Set exercise >> Gather every line of the stored dataset items below that contains the word "grass", and copy each such line.

Stored dataset items:
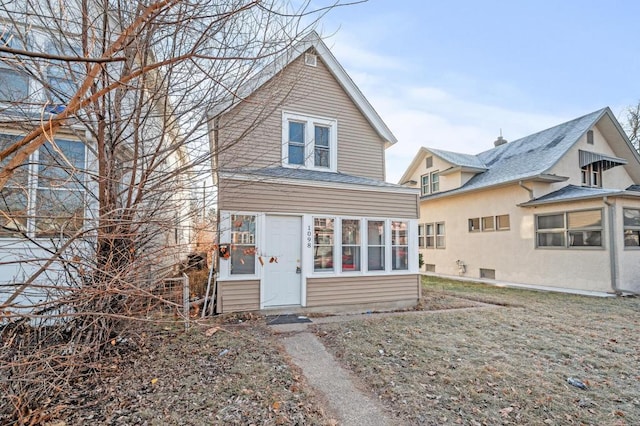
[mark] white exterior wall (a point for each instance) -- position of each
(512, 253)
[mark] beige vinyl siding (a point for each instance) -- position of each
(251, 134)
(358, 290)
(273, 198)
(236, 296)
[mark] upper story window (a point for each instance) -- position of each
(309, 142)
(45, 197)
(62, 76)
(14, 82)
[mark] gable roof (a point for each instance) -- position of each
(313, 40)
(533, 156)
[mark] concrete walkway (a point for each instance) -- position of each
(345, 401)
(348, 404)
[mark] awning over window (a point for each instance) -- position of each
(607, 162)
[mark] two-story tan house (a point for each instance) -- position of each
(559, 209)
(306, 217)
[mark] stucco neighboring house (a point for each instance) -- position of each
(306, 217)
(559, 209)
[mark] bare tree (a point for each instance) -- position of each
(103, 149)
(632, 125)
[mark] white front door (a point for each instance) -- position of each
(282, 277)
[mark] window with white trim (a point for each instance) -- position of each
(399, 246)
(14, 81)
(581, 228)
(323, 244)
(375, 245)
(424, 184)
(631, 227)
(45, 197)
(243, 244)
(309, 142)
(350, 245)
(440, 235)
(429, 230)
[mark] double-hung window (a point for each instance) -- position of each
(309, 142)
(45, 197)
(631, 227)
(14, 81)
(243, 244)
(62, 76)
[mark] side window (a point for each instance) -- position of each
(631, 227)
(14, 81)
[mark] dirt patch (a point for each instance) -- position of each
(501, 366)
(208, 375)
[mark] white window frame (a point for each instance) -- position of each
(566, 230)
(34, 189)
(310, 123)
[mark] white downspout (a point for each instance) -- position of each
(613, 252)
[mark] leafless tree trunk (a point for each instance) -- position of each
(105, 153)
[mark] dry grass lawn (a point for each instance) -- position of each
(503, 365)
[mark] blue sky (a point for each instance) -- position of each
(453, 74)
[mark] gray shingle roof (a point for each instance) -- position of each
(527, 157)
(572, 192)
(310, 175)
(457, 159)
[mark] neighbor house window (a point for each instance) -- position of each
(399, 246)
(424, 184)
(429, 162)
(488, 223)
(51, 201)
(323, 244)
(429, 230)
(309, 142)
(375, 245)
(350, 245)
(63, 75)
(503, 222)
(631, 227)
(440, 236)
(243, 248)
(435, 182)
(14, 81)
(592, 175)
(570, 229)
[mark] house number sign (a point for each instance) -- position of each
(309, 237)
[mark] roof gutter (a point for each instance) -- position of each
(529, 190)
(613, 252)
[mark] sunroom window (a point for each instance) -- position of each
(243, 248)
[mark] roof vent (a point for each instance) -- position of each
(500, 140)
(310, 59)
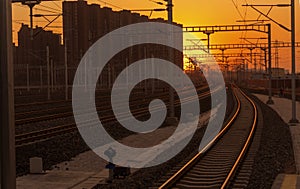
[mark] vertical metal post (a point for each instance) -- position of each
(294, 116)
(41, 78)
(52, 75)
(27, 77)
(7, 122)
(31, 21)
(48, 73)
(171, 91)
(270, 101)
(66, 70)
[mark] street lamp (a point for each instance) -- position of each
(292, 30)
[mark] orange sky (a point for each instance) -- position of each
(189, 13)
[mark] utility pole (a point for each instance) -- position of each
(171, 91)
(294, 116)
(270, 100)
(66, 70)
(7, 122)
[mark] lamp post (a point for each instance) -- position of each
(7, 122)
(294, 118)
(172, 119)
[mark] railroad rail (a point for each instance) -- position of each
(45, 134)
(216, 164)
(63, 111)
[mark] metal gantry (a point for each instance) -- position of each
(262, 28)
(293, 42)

* * *

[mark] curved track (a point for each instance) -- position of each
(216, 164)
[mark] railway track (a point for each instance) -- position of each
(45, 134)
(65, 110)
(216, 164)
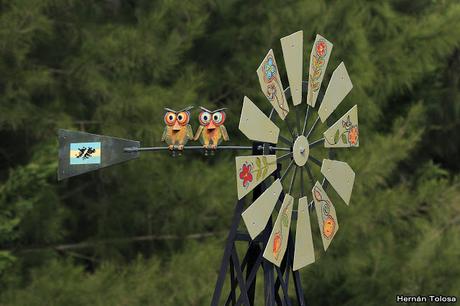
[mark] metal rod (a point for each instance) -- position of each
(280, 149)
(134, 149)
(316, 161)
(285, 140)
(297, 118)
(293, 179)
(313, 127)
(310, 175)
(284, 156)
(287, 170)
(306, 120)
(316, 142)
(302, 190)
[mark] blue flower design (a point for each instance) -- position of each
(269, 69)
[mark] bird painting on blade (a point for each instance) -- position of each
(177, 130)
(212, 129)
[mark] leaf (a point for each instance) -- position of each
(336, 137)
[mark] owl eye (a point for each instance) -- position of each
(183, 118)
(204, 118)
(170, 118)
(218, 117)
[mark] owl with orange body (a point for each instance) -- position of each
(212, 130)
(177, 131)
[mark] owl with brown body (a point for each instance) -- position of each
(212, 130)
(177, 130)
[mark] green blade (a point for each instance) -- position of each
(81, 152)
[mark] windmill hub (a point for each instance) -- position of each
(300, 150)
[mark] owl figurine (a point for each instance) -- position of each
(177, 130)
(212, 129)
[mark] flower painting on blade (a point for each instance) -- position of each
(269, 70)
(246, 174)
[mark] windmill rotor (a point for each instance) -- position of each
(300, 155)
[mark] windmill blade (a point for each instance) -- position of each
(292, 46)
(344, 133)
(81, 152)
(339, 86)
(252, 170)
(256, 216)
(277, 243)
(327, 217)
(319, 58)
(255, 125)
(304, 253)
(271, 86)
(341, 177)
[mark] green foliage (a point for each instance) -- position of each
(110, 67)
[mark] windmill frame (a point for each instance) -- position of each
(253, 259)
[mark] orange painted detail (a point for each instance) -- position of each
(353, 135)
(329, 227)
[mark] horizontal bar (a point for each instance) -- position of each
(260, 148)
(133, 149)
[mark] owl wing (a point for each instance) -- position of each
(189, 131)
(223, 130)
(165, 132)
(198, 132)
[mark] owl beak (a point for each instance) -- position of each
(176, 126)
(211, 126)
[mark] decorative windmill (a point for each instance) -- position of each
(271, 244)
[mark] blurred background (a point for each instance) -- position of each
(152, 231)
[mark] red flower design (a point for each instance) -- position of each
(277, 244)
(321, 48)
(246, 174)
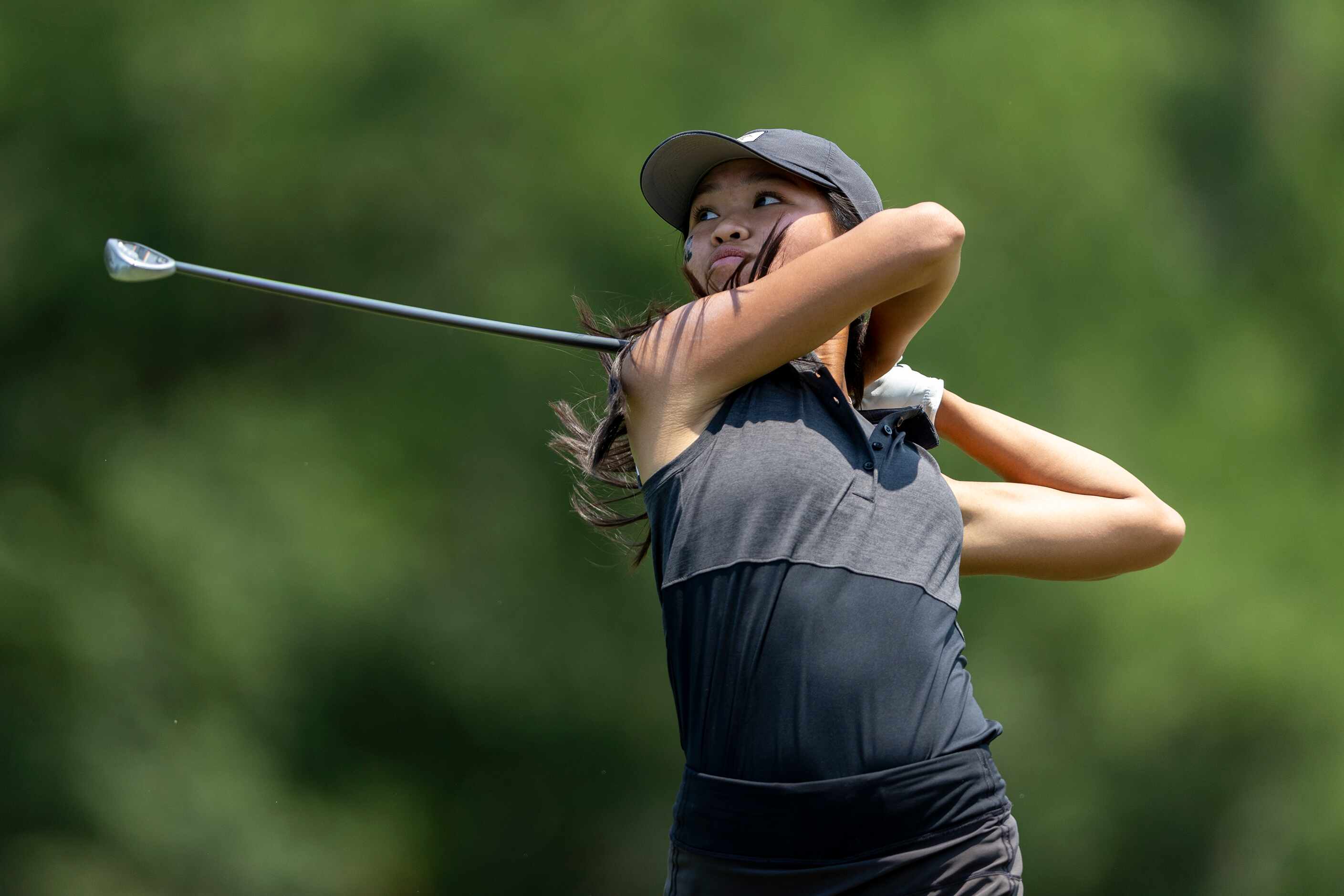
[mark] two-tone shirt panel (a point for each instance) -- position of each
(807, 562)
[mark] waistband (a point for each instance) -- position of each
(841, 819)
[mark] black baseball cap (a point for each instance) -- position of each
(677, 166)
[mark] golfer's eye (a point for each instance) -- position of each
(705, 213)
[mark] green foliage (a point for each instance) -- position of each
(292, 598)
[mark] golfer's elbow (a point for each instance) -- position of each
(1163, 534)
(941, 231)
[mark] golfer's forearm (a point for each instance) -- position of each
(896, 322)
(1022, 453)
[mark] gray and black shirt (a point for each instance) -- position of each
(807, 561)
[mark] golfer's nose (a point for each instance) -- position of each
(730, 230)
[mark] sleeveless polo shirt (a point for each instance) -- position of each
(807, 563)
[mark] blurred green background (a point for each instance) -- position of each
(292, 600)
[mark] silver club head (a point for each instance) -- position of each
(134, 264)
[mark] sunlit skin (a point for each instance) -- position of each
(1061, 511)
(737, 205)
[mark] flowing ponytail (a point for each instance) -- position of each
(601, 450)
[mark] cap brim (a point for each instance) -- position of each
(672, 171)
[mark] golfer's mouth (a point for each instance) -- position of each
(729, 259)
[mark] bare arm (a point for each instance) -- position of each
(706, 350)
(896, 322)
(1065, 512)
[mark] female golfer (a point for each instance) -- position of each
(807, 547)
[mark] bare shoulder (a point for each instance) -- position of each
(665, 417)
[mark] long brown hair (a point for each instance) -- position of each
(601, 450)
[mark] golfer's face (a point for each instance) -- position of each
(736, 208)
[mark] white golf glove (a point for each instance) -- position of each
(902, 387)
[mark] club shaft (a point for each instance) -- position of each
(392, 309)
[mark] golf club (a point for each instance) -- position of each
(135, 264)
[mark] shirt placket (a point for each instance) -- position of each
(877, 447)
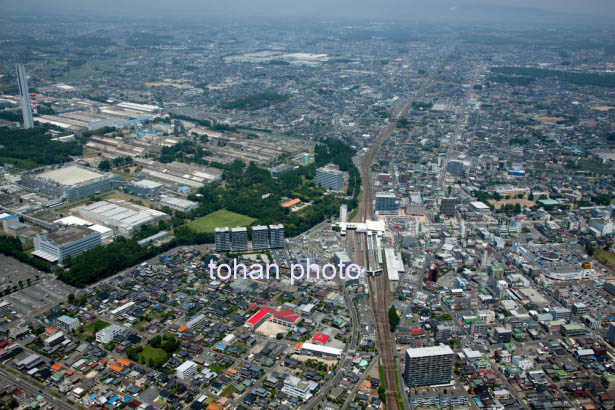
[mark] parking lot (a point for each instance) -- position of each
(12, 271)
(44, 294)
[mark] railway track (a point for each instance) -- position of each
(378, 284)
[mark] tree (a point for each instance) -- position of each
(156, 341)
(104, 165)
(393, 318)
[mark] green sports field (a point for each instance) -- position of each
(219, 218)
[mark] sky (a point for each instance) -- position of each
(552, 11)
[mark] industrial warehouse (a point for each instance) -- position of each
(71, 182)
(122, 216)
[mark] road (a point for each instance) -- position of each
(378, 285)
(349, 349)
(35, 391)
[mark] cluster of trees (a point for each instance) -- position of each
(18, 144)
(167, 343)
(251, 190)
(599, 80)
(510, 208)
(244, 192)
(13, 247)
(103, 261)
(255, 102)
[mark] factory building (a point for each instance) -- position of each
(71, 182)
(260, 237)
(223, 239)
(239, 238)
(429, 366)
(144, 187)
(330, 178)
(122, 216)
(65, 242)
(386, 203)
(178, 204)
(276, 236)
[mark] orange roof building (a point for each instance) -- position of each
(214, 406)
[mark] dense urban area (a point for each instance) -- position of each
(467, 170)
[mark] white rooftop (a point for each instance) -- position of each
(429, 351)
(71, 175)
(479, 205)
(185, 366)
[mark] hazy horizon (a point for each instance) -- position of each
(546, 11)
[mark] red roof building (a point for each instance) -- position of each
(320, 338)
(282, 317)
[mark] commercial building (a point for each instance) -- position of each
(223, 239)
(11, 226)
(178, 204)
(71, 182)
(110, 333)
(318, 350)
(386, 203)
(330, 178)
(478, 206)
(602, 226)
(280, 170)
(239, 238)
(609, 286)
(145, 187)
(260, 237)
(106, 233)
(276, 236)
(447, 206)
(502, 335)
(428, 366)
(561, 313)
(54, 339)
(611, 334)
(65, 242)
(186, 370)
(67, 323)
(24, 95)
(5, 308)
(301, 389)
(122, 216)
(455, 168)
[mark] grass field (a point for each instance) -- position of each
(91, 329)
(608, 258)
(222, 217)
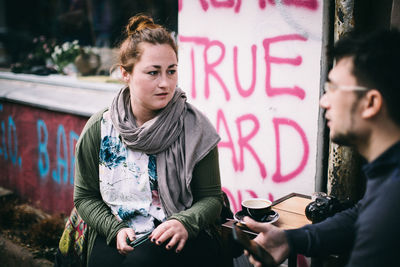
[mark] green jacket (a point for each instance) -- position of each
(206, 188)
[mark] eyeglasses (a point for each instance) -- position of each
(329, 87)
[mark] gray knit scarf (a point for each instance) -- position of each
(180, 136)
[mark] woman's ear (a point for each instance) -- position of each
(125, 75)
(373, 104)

Response to this exercise >>
[mark] dry grass lawn (a point for each instance) -- position of each
[mark] grass field (a point for each instance) -- position of each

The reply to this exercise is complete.